• [To do]
Copy all entries without alteration and skip the pictures they hold.

## begin

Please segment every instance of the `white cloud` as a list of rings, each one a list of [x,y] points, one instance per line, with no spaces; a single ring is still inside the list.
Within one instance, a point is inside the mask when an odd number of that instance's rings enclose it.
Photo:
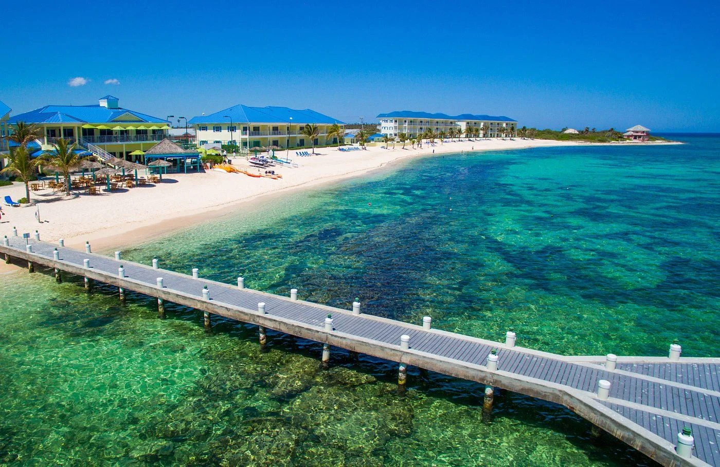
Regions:
[[[78,76],[68,81],[68,86],[75,88],[78,86],[85,86],[89,82],[90,82],[89,79],[86,78],[83,78],[82,76]]]

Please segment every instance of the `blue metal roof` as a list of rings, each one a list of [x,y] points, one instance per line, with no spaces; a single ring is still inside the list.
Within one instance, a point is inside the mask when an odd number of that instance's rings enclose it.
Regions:
[[[459,115],[448,115],[447,114],[429,114],[425,112],[413,112],[400,110],[391,112],[389,114],[380,114],[377,118],[418,118],[438,119],[442,120],[489,120],[492,122],[517,122],[509,117],[493,117],[492,115],[474,115],[473,114],[461,114]]]
[[[188,123],[323,123],[345,124],[343,122],[310,109],[295,110],[288,107],[251,107],[242,104],[216,112],[210,115],[194,117]]]
[[[119,119],[130,114],[140,119]],[[107,109],[99,105],[48,105],[10,117],[9,123],[170,123],[164,119],[146,115],[127,109]]]
[[[0,117],[5,117],[11,110],[12,109],[5,105],[2,101],[0,101]]]

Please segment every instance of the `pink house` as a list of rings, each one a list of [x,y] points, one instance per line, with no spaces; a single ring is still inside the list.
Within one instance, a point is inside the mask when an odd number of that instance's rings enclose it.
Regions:
[[[650,129],[642,125],[635,125],[625,130],[623,136],[631,141],[647,141],[650,136]]]

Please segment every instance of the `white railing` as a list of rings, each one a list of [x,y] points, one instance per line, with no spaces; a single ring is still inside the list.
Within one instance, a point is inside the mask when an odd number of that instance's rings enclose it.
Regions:
[[[90,151],[97,157],[100,158],[103,160],[108,160],[109,159],[112,158],[112,155],[106,151],[102,148],[99,148],[98,146],[96,146],[95,145],[91,145],[85,140],[83,140],[83,144],[85,145],[85,147],[88,148],[89,151]]]

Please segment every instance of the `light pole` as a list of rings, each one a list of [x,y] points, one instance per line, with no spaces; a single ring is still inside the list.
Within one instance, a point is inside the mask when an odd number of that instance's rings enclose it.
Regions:
[[[180,120],[185,119],[185,144],[189,145],[190,144],[190,137],[187,134],[187,119],[184,117],[178,117],[178,123],[180,123]]]
[[[292,130],[292,117],[290,117],[290,125],[287,127],[287,145],[285,146],[285,160],[289,160],[290,154],[290,130]]]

## end

• [Completed task]
Please segment every instance of the `white cloud` as a list of rings, each one a list of [x,y] points, one instance per line, with no spaces; a single ring is still inside the list.
Within one instance, a point is inside the mask when an odd number of that instance's rings enclose it.
Photo:
Regions:
[[[78,76],[68,81],[68,86],[75,88],[78,86],[85,86],[89,82],[90,82],[89,79],[86,78],[83,78],[82,76]]]

Please segment every instance of the `blue metal roof` as a list of rings, each one a list of [x,y] points, one instance per line, with no spaces; a single ring is still inside the list.
Within one instance, a point is inside the mask when an odd number of that instance's rings enclose it.
Regions:
[[[459,115],[448,115],[447,114],[429,114],[425,112],[413,112],[400,110],[391,112],[389,114],[380,114],[377,118],[418,118],[438,119],[442,120],[489,120],[492,122],[517,122],[509,117],[493,117],[492,115],[474,115],[473,114],[461,114]]]
[[[188,123],[323,123],[345,124],[343,122],[310,109],[295,110],[288,107],[251,107],[242,104],[216,112],[210,115],[194,117]]]
[[[119,119],[130,114],[140,119]],[[107,109],[99,105],[48,105],[10,117],[9,123],[170,123],[164,119],[146,115],[127,109]]]
[[[0,117],[5,117],[11,110],[12,109],[5,105],[2,101],[0,101]]]

Please segment every instance of the `pink house` as a list of rings, each one a list of [x,y] points, one instance per line, with no spaces; a single ring is still inside the list.
Within one instance, a point is inside the mask when an odd number of that instance's rings enclose it.
Regions:
[[[650,129],[642,125],[635,125],[625,130],[623,136],[631,141],[647,141],[650,136]]]

Please segment every instance of the `white railing` as a list of rings, each one a list of [x,y] points, one instance per line, with no spaces; a single ring is still inside the list.
Within one instance, a point is inside the mask when an odd number of that instance's rings enclose it.
Regions:
[[[90,151],[97,157],[100,158],[103,160],[108,160],[109,159],[112,158],[112,155],[106,151],[102,148],[99,148],[98,146],[96,146],[95,145],[91,145],[85,140],[83,140],[83,144],[85,145],[85,147],[88,148],[89,151]]]

Please segment every instance of the `light pole` as a list of rings, each one a list of [x,y] points, one instance per line, with no spaces; a single ring is still inside the list.
Within one instance, a point is inside the mask when an odd number of that instance's rings enclose it.
Regions:
[[[180,120],[185,119],[185,144],[189,145],[190,144],[190,137],[187,134],[187,119],[184,117],[178,117],[178,123],[180,123]]]
[[[292,130],[292,117],[290,117],[290,125],[287,127],[287,145],[285,146],[285,160],[289,160],[290,154],[290,130]]]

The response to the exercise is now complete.